Region labeling entries:
________________________________________

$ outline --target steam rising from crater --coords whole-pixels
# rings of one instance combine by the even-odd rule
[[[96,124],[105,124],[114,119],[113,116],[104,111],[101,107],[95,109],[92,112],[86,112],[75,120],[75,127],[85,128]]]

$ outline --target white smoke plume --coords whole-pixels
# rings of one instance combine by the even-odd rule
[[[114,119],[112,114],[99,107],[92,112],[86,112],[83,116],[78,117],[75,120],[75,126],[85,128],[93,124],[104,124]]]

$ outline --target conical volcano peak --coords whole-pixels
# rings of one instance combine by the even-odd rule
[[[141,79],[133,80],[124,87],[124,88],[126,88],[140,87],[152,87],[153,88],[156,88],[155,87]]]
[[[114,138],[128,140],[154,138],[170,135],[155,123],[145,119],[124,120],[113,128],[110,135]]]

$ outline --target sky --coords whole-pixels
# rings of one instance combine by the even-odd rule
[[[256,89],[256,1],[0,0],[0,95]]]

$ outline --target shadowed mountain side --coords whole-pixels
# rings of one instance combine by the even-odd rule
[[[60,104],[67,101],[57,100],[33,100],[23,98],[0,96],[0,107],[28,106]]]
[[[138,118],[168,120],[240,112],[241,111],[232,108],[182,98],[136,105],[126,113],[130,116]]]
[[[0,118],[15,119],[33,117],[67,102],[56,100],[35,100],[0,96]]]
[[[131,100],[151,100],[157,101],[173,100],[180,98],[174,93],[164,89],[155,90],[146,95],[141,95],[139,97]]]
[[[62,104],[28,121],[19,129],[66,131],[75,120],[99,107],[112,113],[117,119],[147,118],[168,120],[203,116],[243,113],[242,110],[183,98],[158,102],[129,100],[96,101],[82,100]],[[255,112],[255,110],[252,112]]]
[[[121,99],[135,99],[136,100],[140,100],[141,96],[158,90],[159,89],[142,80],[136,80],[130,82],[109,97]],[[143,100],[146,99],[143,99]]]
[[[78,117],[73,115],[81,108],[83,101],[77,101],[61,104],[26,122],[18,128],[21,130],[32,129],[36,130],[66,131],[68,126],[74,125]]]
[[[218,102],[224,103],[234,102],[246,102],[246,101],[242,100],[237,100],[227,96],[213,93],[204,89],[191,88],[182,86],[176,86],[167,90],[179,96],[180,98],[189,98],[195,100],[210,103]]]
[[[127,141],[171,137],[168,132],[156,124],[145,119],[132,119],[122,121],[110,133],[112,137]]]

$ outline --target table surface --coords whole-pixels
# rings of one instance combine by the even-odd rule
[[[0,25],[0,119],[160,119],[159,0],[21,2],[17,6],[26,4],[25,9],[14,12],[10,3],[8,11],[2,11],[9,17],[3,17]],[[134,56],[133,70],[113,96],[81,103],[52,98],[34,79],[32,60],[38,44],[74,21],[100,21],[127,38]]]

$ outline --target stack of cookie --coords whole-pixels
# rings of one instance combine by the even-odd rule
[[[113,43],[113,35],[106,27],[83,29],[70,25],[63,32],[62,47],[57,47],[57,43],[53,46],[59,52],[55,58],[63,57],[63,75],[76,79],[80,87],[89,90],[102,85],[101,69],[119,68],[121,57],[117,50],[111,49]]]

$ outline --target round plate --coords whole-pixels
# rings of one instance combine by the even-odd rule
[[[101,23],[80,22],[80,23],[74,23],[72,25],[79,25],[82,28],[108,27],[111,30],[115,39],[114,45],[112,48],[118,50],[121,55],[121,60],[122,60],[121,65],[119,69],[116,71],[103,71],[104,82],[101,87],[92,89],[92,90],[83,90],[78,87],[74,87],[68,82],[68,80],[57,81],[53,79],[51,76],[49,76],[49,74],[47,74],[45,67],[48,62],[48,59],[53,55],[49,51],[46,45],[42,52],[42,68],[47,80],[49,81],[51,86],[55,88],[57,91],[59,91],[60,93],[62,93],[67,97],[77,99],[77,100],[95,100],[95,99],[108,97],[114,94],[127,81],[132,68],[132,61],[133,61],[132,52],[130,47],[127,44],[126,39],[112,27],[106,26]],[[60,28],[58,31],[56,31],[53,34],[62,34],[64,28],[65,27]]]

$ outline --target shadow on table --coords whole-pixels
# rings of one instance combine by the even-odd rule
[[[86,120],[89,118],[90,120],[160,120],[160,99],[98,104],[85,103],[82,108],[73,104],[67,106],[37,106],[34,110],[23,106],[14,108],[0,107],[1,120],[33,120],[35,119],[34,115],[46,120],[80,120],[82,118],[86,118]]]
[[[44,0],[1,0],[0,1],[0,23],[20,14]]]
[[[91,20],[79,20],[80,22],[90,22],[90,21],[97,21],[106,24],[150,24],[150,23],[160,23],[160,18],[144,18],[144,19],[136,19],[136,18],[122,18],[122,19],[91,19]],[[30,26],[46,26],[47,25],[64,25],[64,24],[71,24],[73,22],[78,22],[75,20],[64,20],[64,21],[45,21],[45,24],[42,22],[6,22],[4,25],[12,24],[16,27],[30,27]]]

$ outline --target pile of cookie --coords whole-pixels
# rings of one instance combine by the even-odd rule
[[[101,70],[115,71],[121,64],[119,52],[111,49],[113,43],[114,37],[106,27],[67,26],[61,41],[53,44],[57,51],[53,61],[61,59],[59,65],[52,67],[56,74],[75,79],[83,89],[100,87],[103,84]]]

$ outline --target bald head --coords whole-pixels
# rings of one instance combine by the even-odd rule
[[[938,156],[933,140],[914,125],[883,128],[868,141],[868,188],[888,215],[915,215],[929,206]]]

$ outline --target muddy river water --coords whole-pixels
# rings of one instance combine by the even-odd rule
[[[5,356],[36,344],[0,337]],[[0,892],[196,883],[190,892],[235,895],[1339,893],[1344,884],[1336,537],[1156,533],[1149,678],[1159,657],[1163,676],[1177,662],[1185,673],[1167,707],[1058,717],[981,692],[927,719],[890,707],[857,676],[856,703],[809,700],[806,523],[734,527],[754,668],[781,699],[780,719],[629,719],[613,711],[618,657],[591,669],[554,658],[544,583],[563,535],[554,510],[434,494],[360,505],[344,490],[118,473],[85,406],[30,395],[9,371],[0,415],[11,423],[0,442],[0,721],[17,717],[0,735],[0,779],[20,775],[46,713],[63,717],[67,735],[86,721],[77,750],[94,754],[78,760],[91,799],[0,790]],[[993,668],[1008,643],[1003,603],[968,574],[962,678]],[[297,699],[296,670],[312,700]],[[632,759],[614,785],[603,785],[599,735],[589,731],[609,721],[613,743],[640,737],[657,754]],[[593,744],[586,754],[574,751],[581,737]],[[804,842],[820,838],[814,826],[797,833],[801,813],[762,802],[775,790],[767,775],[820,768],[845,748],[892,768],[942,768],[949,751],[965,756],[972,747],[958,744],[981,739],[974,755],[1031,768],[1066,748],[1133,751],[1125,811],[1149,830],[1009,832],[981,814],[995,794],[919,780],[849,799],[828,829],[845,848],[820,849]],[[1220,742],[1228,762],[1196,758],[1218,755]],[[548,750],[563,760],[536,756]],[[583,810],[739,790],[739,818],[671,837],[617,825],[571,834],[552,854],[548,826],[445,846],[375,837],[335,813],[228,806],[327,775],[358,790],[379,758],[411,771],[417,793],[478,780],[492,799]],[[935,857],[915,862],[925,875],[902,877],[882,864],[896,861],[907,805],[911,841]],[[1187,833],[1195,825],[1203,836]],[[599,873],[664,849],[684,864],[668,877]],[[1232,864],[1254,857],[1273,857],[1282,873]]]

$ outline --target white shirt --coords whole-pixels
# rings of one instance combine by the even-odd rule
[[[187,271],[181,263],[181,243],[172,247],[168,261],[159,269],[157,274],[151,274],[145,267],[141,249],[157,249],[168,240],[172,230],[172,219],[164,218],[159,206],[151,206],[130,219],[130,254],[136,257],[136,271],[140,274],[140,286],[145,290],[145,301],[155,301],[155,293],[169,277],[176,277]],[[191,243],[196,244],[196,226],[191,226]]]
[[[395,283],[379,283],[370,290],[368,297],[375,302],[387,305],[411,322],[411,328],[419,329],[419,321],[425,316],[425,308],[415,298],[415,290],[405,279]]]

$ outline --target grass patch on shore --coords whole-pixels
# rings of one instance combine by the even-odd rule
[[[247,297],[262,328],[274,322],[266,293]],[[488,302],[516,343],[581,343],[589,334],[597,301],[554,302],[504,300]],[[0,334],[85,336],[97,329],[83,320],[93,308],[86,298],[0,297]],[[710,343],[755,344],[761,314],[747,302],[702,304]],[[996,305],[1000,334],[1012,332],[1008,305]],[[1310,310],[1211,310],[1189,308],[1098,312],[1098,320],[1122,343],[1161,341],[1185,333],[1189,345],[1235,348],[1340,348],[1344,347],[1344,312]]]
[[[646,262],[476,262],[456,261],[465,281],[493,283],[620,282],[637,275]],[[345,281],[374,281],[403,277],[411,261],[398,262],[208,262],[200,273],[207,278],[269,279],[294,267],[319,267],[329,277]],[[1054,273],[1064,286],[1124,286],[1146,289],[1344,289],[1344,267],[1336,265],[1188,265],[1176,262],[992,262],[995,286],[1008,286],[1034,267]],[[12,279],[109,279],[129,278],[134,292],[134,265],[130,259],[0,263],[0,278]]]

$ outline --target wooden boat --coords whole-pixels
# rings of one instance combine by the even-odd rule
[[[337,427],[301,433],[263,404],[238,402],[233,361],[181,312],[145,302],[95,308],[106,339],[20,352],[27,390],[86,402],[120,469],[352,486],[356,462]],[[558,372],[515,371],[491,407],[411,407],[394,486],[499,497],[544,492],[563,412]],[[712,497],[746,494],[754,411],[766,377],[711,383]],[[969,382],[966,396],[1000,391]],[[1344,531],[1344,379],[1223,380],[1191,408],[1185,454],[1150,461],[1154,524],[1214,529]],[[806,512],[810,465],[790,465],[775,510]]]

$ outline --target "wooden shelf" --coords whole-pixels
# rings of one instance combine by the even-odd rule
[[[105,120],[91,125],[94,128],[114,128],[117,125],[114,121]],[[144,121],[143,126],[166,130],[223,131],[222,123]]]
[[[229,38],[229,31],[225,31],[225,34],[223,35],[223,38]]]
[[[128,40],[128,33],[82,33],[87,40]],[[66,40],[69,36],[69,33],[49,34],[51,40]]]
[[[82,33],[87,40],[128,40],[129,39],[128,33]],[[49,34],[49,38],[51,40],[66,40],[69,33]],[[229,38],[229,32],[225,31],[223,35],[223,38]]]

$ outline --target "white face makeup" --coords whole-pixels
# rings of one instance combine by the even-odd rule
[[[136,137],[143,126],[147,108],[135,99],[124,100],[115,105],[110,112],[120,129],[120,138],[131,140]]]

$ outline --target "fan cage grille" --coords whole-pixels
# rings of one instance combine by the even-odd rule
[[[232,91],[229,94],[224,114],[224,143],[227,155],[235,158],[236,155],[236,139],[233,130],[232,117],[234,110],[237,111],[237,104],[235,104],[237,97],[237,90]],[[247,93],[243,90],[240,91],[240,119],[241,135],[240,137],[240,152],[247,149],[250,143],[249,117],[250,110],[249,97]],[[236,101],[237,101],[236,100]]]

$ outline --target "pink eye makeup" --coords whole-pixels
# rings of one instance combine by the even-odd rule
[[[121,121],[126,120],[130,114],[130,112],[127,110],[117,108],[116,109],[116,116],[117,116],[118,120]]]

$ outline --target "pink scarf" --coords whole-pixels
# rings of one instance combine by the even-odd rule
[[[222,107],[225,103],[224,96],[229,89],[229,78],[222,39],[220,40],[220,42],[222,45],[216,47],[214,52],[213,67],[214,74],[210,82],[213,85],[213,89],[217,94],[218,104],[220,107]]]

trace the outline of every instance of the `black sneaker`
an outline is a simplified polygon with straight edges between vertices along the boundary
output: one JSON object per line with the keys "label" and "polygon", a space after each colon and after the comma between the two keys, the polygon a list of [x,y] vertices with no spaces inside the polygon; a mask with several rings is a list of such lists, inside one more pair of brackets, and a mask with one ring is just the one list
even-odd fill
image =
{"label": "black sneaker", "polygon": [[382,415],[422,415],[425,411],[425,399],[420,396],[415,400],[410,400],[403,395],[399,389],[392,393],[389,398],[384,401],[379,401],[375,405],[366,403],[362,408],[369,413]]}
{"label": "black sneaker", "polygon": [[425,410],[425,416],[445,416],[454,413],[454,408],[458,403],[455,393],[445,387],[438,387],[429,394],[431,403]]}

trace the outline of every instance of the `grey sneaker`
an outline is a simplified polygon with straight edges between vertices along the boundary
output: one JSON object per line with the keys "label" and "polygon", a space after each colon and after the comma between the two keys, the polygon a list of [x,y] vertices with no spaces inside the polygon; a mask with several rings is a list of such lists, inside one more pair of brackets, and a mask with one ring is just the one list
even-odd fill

________________________________________

Task objective: Change "crater" to "vent" in the items from their first line through the line containing "[[[256,89],[256,1],[0,0],[0,95]]]", inclusive, and give those lines back with nothing else altered.

Full answer:
$ outline --target steam rising from vent --coords whole-pixels
# rings of one instance combine by the even-odd rule
[[[96,124],[105,124],[114,119],[113,116],[104,111],[101,107],[95,109],[92,112],[86,112],[75,120],[75,127],[85,128]]]

$ outline --target white smoke plume --coords whole-pixels
# rings of one instance combine by the even-odd rule
[[[114,119],[112,114],[99,107],[92,112],[86,112],[83,116],[78,117],[75,120],[75,126],[85,128],[93,124],[104,124]]]

$ outline --target conical volcano peak --coords whole-pixels
# rings of one instance combine by the even-odd rule
[[[141,79],[133,80],[124,87],[124,88],[126,88],[140,87],[152,87],[153,88],[156,88],[155,87]]]
[[[114,138],[128,140],[154,138],[170,135],[155,123],[145,119],[124,120],[113,128],[110,135]]]

$ outline --target sky --coords whole-pixels
# rings of one instance combine by the even-odd rule
[[[256,89],[256,1],[0,0],[0,95]]]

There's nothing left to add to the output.